*EXTRACT PROVIDED*:
<<<<
On Thursday protesters descended on City Hall to express their anger at Mayor Boris Johnson and over 20 UK councils participating in the MIPIM conference.
By William Ronan of the Radical Housing Network
Waking up at 6.30am to watch property firm employees in lycra eat croissants isn’t the most appetising start to a Wednesday morning.
These cyclists weren’t just going for a mid-week jaunt into the countryside, however, but are currently cycling to the infamously decadent MIPIM conference – the world’s largest real estate fair.
I joined over 100 residents and housing campaigners from across London to descend on City Hall on Thursday 6 March to express our anger at Mayor Boris Johnson and over 20 UK councils participating in the MIPIM conference, which takes place from 11 to 14 March in Cannes in the south of France.
The fair has a €1,600 entry fee and brings together 20,000 investors, developers, local authorities, and banks, including Savilles, the British Property Federation and Goldman Sachs.
Boris and councillors will be meeting potential business partners in Cannes to sell public land and approve ‘regeneration’ plans for more hotels, offices, luxury housing, shopping centres in UK cities.
>>>>
*PROVIDED DATA*:
<<<<
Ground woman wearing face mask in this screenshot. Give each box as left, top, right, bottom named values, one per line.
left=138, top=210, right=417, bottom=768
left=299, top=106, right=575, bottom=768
>>>>
*STATED EXERCISE*: Retype the stretch of the MIPIM protest article from "On Thursday protesters" through "the MIPIM conference.", keeping every word and mark unchanged.

*FINAL ANSWER*:
On Thursday protesters descended on City Hall to express their anger at Mayor Boris Johnson and over 20 UK councils participating in the MIPIM conference.